── PASSAGE SHOWN

The fund has managed to deliver returns higher than the benchmark — CNX Nifty — and its category average over one-, three- and five-year time frames. With a mandate to invest in prominent large-cap stocks, the fund is ideal for the core equity portfolio.
In the last three years, even as peer funds — Franklin India Bluechip and HDFC Equity — struggled, ICICI Pru Top 100 has managed to clock returns higher than the Nifty.

CONTAINS FALL

In the past, the fund has been successful in containing downside in a falling market. For instance, during the period January 2008-February 2009 when Nifty lost almost 55 per cent, the fund managed to arrest the slide in NAV to 50 per cent. Lower-than-benchmark exposure to power utility stocks helped performance. Similarly, reducing exposure to stocks such as State Bank of India, Suzlon Energy, NALCO and Tata Motors aided performance. The fund on an average held over 8 per cent in cash which also limited the downside risk.
In the last three years, the fund has consistently managed top quartile performance. During the period January 2012-August 2013, it gained over 29 per cent, which is four percentage points higher than its benchmark. Higher allocation to stocks in the oil and gas, healthcare and telecom space lifted performance. Increasing weight in fundamentally strong stocks such as Sun Pharma, Dr Reddy’s Labs, Bharti Airtel and Tech Mahindra boosted the fund’s NAV.

BEATS BENCHMARK

On a one-year basis the fund gained 4.1 per cent higher than the 2.7 per cent jump for Nifty. Similarly, on a three-and five-year basis it raked in 3.5 per cent and 7.9 per cent gains, compared with 0.5 per cent and 4.4 per cent increase for the benchmark.
Systematic monthly investment of Rs 1,000 in the fund over the last five years would have fetched returns in excess of 8.2 per cent annually.
The fund currently holds 39 stocks in its portfolio, with an average market capitalisation of over Rs 67,000 crore. Over 14 per cent of the scheme’s assets are invested in private sector banks such as ICICI Bank, Standard Chartered Plc and HDFC Bank. Given the skew towards IT and healthcare stocks, sustained weakness in the rupee against the dollar may also help the fund’s performance.

────

— TASKS FOR THIS EXERCISE —
**1)** Return the portion of the ICICI Pru Top 100 review from "CONTAINS FALL" to "the downside risk.", unchanged.
**2)** According to the ICICI Pru Top 100 review, what average cash holding helped limit the fund's downside risk?

── DATA SUPPLIED

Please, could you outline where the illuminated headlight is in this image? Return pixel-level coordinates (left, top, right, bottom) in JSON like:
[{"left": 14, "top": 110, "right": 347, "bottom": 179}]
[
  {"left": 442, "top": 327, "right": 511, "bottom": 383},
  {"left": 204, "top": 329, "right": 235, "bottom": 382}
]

────

— OUTPUTS FOR THE TASKS —
**1)**
CONTAINS FALL

In the past, the fund has been successful in containing downside in a falling market. For instance, during the period January 2008-February 2009 when Nifty lost almost 55 per cent, the fund managed to arrest the slide in NAV to 50 per cent. Lower-than-benchmark exposure to power utility stocks helped performance. Similarly, reducing exposure to stocks such as State Bank of India, Suzlon Energy, NALCO and Tata Motors aided performance. The fund on an average held over 8 per cent in cash which also limited the downside risk.

**2)** The fund held over 8 per cent in cash on average.